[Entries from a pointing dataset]
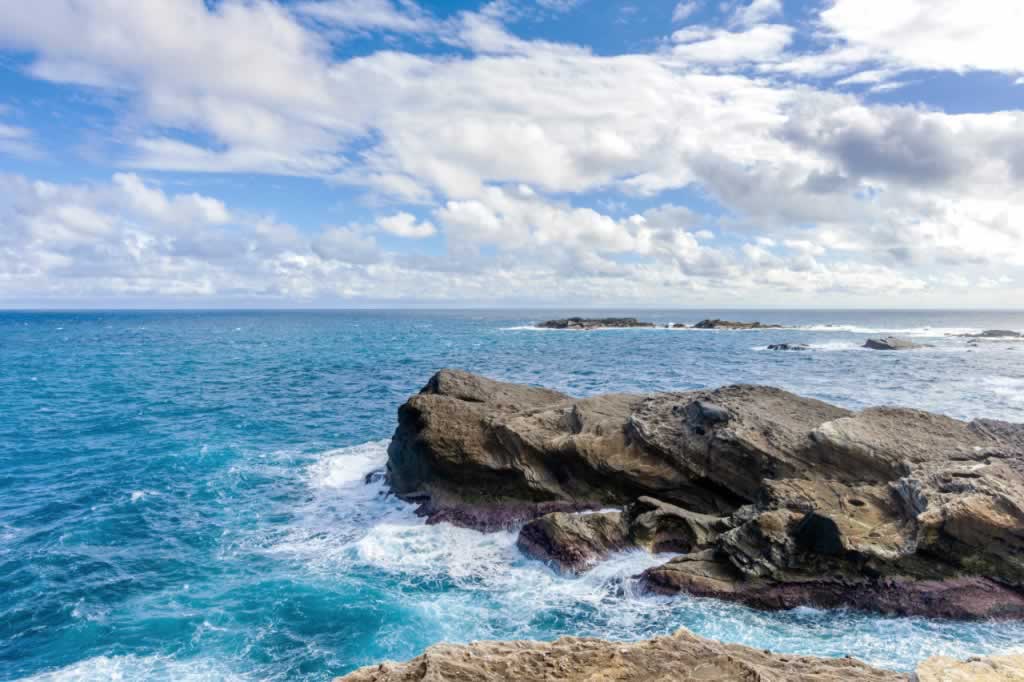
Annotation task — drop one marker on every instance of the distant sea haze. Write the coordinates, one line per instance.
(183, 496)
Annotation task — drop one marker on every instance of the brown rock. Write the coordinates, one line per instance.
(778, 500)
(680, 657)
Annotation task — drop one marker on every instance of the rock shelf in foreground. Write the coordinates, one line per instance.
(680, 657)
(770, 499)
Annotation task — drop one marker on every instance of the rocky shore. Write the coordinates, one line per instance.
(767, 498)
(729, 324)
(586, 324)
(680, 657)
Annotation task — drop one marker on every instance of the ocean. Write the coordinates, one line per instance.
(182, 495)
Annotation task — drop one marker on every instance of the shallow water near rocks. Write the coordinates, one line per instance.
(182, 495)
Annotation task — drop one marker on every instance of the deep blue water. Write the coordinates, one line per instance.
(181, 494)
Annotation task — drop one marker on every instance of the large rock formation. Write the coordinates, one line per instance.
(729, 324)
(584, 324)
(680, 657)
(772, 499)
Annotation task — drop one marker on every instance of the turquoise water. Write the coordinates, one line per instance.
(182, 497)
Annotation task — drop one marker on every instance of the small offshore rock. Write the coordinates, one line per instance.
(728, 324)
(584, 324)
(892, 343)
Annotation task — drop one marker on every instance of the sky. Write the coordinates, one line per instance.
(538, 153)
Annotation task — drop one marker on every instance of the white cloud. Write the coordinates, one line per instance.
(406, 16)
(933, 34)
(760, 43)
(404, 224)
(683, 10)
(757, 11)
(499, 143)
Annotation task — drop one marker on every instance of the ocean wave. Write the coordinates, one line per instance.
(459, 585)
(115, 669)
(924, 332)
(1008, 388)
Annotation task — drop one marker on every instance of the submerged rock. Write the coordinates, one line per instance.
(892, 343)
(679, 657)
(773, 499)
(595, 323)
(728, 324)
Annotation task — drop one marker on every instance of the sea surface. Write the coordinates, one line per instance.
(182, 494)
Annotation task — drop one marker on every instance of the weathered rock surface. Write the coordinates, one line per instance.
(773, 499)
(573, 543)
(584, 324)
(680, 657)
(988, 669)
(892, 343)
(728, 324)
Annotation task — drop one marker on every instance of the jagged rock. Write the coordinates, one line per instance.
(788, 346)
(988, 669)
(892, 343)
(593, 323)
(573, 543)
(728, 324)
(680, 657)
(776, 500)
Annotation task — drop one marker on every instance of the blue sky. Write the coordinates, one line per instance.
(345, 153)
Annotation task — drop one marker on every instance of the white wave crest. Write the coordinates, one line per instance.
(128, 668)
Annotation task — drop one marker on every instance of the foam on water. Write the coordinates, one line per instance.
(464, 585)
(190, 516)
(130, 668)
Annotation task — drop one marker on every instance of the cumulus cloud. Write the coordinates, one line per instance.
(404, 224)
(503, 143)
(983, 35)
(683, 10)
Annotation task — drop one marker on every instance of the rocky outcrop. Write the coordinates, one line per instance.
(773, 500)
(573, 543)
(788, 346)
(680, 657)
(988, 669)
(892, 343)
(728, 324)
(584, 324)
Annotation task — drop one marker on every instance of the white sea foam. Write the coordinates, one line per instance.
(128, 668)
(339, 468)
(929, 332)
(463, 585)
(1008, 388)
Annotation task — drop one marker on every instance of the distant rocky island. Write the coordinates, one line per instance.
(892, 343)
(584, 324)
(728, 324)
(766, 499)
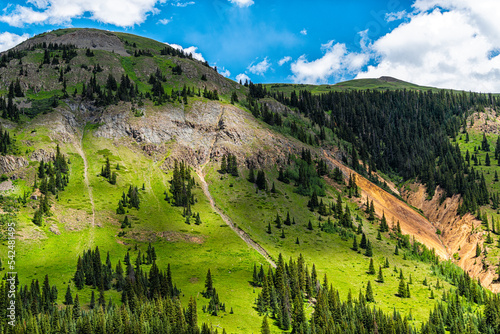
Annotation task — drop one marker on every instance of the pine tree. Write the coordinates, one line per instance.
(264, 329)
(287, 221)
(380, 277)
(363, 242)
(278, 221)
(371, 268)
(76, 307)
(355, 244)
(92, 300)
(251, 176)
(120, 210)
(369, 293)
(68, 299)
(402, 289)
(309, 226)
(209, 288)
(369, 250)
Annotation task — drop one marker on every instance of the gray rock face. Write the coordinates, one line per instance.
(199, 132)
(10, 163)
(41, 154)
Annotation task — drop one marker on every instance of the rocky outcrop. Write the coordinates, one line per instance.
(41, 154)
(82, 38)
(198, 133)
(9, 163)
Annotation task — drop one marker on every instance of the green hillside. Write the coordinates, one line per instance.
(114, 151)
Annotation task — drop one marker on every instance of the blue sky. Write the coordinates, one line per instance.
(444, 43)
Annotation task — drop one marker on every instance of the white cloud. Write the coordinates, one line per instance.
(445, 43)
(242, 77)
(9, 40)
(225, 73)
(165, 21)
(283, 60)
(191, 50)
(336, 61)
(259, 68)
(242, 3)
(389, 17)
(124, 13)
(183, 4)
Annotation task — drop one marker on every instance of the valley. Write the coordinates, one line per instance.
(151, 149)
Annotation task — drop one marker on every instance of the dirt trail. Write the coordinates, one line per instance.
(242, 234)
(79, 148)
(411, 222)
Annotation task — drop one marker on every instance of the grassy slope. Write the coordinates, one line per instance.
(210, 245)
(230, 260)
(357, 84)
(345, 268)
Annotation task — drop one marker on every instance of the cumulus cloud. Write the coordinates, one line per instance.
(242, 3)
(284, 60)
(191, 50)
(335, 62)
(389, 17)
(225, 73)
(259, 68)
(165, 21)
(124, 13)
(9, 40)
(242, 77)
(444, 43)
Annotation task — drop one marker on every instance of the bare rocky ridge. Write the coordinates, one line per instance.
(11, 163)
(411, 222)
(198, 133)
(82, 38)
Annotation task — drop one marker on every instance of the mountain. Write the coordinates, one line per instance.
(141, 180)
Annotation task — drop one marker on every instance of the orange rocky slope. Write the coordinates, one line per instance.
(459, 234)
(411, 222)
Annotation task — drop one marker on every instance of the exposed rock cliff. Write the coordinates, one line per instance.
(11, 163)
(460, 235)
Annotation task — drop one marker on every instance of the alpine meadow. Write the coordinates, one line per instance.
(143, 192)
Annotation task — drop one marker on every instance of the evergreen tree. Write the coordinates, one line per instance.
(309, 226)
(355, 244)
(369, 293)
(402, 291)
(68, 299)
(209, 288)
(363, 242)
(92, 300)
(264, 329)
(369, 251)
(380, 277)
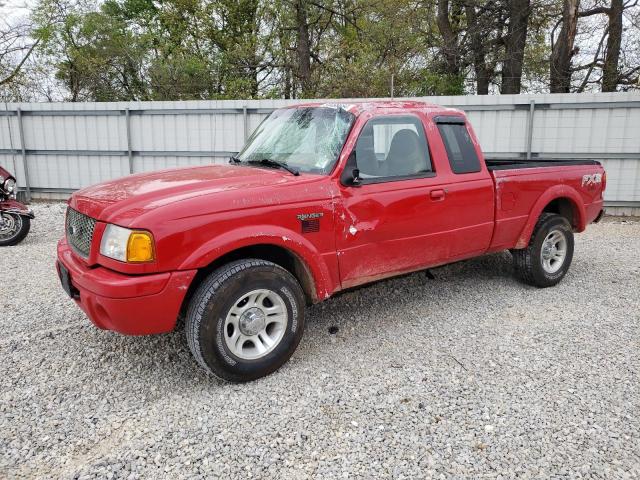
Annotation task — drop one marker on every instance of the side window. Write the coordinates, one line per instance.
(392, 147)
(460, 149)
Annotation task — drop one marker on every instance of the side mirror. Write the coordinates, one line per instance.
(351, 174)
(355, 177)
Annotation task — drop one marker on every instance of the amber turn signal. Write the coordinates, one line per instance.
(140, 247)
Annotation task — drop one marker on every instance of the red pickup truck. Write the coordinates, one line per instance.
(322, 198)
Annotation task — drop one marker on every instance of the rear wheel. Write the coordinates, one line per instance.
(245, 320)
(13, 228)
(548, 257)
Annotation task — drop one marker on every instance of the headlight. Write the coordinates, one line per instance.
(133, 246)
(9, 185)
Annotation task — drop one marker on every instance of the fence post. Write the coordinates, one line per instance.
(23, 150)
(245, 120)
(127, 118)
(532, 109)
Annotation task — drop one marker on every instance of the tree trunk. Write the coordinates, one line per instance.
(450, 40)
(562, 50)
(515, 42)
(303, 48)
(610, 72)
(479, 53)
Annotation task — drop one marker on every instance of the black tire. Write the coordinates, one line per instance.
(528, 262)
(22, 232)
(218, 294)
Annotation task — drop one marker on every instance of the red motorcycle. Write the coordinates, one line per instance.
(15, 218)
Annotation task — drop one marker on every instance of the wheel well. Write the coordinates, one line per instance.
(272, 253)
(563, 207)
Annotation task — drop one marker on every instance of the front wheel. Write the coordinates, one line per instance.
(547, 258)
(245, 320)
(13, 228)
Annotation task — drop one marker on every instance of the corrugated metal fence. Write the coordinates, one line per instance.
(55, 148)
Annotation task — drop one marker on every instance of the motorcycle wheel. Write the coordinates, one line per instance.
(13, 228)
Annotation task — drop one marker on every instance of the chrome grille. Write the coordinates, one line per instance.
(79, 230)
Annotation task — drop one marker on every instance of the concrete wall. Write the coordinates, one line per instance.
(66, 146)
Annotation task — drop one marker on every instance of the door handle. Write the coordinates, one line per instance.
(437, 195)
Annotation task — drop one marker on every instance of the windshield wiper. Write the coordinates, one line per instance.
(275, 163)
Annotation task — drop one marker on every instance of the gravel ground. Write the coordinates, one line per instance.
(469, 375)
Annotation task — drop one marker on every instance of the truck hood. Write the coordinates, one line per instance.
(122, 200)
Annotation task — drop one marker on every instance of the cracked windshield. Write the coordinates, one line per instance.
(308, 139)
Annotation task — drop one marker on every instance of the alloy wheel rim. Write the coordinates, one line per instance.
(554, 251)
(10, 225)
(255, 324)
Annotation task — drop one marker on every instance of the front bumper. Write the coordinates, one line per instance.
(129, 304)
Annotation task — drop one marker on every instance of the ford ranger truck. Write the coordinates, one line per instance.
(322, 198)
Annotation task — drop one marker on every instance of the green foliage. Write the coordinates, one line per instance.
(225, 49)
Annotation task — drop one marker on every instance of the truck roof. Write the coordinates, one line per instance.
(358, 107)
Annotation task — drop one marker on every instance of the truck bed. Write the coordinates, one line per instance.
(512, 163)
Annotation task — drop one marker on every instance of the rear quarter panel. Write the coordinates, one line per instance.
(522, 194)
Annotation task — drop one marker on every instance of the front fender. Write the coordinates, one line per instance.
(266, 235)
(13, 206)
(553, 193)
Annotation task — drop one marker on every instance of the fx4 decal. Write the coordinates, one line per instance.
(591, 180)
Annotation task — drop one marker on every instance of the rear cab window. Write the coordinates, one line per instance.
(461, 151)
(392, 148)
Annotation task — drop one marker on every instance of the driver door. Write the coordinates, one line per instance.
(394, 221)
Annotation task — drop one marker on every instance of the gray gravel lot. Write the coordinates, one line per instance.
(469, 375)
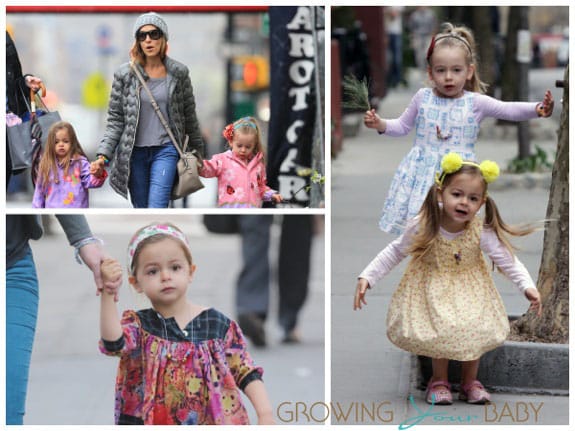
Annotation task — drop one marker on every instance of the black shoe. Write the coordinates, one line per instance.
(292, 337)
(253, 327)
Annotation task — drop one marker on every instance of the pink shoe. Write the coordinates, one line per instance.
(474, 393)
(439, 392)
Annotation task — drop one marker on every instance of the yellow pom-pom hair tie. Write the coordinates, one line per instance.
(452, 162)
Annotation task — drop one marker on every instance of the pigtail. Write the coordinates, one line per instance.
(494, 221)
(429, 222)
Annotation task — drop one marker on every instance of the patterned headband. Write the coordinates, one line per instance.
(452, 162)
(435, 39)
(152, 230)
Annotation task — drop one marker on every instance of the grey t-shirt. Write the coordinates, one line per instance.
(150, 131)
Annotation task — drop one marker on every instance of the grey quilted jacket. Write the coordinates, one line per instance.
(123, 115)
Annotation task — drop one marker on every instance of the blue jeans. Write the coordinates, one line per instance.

→ **Task to carry out**:
Transcribe word for word the lines from the one holding "tie. Write the coordinates, one line per instance." to the last line of the listing above, inclusive.

→ **Task answer**:
Annotation task — drop one marker on every instance of the yellow pom-pom hair tie. Write the coordinates, one line per instance.
(452, 162)
Annotation task — drop one marker on every instance of the pigtail. Write the coordinates, one line per instance.
(494, 221)
(429, 222)
Annotation task — drop one marker on every instance of the patterned headband. Write the coordinates, one line per instance.
(452, 162)
(435, 39)
(152, 230)
Annotation task — drop one marker on every instance of the grey t-shirt. Write the coordinates, one line per instance.
(150, 131)
Annotation task — drop one marker on every instance of the grey quilted jacket. Write the coordinates, one line per instance.
(123, 115)
Annotation task — drop one marker on every instance of the blue jeans. Write the coordinates, one line per instance.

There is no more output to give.